** SET EXERCISE **
Please count the lines below that contain the string "metal", treating uppercase and lowercase as different, and reply with only that number.

** RECORDS PROVIDED **
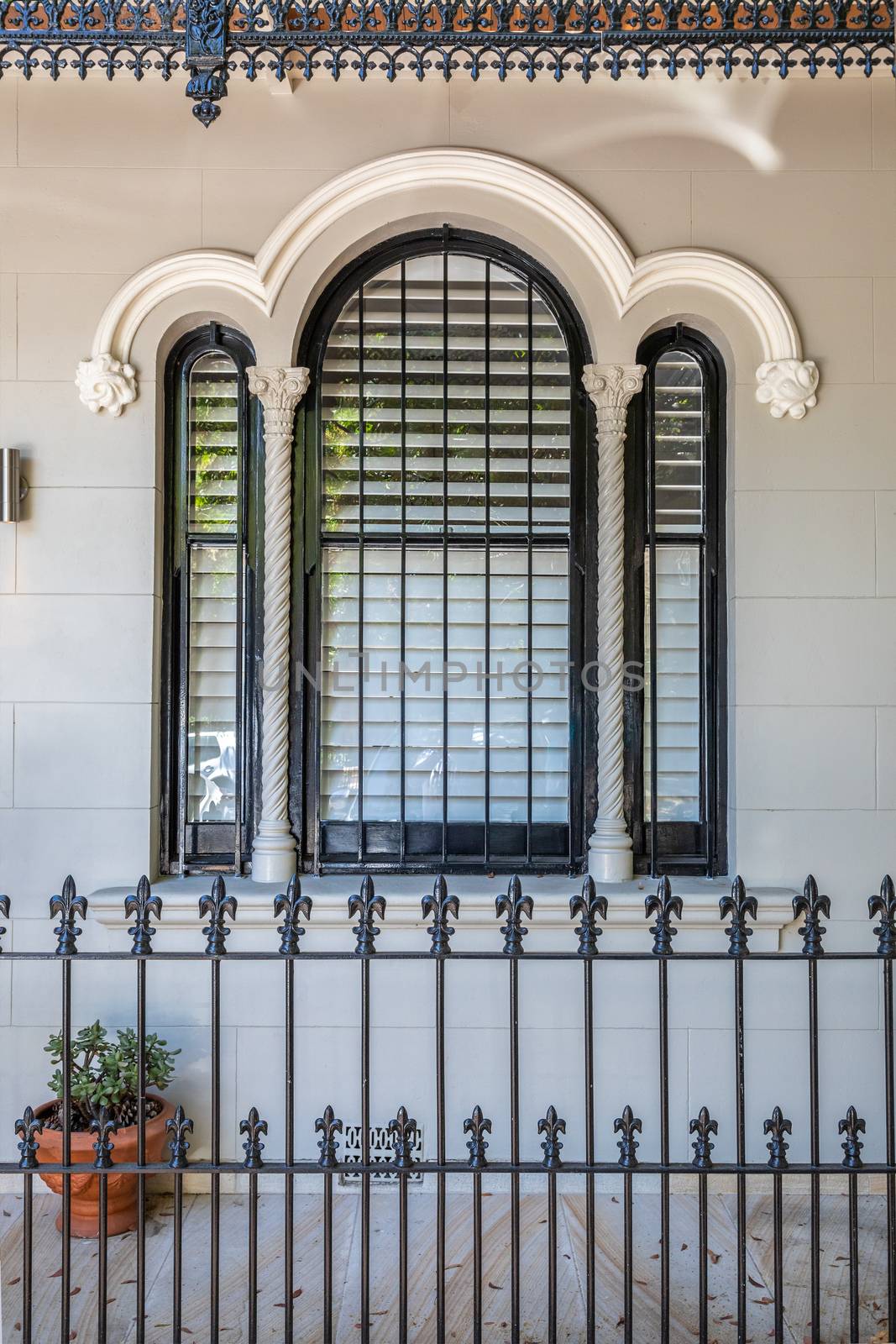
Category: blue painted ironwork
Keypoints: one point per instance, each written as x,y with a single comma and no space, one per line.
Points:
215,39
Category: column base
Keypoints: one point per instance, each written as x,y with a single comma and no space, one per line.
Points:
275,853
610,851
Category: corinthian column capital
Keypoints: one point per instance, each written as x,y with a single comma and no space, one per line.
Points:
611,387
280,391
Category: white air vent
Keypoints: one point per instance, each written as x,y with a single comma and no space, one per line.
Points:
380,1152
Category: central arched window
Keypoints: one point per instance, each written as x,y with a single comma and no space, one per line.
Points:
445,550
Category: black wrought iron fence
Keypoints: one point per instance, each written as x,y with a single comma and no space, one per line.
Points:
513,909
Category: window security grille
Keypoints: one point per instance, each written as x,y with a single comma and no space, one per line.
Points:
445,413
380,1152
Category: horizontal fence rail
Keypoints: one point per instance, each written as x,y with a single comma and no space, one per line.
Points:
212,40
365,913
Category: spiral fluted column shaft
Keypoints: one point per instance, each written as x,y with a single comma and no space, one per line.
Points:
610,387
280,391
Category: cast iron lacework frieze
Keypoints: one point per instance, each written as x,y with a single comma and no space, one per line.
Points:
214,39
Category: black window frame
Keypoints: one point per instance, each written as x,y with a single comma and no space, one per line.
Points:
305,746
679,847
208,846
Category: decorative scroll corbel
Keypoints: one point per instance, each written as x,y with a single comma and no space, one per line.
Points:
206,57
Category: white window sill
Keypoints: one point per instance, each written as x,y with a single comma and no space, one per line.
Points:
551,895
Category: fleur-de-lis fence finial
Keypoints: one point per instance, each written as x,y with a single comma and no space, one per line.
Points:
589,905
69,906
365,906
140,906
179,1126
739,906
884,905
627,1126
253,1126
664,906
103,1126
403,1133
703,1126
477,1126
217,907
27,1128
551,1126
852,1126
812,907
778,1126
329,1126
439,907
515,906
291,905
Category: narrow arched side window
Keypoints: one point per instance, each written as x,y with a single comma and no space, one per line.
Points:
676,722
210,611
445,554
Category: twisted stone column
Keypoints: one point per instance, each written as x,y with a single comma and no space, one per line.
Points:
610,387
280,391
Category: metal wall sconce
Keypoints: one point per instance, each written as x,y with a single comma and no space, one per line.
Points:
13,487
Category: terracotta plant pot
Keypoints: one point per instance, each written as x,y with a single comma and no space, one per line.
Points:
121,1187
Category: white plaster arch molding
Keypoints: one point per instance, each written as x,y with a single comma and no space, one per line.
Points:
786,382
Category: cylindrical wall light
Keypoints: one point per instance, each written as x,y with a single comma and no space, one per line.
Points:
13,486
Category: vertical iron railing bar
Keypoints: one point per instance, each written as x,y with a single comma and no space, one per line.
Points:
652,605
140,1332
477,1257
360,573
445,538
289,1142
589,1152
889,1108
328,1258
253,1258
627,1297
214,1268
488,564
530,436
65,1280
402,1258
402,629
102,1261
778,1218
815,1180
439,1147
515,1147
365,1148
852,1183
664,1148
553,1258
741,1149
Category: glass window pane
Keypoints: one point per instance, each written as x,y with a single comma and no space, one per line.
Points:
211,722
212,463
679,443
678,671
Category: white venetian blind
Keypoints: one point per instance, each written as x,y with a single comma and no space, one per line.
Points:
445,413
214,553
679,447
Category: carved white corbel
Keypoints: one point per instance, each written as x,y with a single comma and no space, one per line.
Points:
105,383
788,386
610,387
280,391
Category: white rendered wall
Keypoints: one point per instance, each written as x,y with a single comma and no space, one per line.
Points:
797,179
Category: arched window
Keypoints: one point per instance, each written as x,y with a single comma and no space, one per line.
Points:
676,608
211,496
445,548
...
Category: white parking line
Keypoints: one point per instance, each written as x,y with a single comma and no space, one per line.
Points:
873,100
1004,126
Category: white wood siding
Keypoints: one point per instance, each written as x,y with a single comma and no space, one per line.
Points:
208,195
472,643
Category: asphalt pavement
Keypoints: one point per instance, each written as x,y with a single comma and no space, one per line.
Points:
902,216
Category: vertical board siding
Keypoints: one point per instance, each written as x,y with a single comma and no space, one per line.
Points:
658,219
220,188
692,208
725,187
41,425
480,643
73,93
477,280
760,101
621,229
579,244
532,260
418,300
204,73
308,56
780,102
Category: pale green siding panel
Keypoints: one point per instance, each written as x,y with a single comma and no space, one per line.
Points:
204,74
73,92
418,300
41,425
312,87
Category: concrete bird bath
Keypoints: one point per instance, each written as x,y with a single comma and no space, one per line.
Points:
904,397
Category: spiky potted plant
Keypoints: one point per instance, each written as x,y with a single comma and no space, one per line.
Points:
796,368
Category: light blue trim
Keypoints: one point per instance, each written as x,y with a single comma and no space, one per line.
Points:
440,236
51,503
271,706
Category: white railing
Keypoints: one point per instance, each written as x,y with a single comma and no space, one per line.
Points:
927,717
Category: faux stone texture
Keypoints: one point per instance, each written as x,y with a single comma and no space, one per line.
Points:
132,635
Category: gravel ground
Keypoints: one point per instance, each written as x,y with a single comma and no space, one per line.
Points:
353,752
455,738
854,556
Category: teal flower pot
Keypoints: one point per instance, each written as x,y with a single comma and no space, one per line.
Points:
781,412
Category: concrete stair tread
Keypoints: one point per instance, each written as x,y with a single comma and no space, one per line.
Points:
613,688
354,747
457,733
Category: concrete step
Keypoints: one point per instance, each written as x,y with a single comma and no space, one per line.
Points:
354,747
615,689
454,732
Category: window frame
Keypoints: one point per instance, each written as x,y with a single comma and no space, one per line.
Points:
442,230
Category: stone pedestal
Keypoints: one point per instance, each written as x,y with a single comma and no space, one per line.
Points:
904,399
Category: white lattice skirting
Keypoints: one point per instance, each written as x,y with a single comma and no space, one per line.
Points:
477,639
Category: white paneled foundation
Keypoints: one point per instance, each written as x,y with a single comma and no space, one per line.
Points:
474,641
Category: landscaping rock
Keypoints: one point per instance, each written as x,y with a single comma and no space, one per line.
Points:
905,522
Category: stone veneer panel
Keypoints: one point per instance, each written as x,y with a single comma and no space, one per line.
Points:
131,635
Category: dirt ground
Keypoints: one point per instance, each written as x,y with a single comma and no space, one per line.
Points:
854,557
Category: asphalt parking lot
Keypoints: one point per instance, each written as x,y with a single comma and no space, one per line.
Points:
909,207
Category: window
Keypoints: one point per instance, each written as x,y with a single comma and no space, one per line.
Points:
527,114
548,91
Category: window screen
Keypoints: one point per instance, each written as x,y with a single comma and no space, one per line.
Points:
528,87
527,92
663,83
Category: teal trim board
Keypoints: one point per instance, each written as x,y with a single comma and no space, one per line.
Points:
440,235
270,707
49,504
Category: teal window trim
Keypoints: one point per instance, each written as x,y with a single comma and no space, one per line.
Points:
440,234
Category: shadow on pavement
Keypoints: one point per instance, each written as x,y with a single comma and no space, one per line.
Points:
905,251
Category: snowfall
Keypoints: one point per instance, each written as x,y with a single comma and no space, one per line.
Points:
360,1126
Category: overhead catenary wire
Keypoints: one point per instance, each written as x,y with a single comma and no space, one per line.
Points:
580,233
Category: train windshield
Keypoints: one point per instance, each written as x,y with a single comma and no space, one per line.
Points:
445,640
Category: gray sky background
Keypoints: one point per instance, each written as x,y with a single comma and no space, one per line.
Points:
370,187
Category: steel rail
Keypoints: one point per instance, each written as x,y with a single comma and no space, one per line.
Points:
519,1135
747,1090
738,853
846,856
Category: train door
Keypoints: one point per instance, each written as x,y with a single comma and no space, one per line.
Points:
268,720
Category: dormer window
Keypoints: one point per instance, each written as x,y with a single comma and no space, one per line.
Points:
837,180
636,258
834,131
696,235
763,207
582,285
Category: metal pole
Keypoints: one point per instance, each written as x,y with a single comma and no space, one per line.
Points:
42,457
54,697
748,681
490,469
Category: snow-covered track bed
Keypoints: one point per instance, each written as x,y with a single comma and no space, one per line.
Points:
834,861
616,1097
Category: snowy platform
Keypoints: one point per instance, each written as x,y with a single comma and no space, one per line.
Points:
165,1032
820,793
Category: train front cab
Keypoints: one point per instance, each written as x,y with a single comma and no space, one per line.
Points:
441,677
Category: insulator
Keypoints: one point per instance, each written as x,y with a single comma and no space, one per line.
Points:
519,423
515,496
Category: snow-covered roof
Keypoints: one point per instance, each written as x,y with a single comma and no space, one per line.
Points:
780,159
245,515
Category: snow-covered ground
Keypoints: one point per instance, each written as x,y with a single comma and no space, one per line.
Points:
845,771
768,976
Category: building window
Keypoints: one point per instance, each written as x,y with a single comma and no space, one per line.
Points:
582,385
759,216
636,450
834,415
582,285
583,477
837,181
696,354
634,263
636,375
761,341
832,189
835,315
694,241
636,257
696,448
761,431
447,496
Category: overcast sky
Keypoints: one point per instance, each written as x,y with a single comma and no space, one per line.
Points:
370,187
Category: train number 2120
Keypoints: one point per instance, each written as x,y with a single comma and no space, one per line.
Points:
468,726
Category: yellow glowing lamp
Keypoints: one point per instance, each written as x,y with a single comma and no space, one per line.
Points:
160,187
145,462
* * *
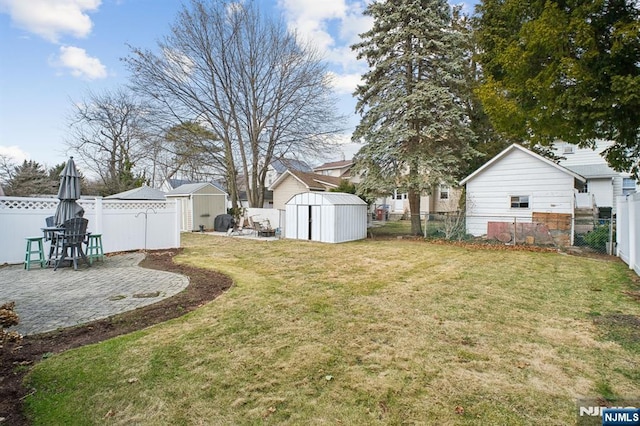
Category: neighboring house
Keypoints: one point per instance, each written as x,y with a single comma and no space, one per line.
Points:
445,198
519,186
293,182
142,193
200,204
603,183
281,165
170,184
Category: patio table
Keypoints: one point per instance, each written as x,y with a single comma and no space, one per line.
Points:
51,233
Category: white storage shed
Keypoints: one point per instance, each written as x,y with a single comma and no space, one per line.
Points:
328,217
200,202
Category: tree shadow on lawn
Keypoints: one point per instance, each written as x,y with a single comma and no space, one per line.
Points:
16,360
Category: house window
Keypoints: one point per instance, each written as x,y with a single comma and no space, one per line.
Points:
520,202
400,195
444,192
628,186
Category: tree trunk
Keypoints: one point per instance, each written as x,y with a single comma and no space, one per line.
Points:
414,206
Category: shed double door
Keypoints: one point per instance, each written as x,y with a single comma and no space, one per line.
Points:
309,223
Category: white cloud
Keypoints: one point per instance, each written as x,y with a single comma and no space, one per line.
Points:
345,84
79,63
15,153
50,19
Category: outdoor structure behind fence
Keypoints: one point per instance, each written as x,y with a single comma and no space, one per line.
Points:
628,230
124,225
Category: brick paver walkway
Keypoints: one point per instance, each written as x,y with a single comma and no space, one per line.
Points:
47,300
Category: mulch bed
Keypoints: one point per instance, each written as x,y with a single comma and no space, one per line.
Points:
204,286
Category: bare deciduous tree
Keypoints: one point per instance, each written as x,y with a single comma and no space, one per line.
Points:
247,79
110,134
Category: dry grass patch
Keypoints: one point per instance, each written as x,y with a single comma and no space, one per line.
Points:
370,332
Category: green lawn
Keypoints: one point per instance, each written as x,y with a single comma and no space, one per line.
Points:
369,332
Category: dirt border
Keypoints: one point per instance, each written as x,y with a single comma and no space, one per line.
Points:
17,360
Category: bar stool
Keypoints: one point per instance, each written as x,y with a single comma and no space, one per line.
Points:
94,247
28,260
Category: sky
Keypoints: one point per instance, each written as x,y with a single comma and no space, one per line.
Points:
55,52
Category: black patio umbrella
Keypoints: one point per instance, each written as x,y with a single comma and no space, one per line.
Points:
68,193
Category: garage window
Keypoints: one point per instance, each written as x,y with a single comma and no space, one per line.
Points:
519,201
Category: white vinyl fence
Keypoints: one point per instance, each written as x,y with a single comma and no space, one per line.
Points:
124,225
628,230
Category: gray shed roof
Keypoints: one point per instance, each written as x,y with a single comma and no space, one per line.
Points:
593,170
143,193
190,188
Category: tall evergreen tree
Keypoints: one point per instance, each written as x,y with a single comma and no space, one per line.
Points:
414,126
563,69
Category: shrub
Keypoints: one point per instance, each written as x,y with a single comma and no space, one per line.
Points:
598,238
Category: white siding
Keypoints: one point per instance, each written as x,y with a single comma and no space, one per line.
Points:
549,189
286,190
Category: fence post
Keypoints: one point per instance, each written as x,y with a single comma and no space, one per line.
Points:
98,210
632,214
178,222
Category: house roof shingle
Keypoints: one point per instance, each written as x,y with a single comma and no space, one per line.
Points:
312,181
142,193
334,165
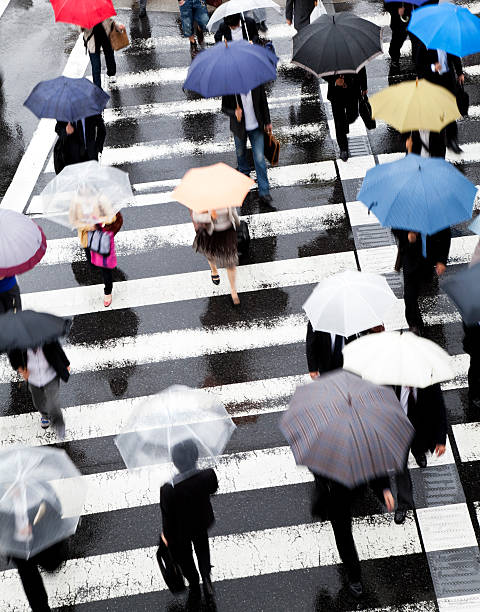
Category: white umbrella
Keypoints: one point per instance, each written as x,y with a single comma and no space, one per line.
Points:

** SOLUTION TO THIS TASK **
2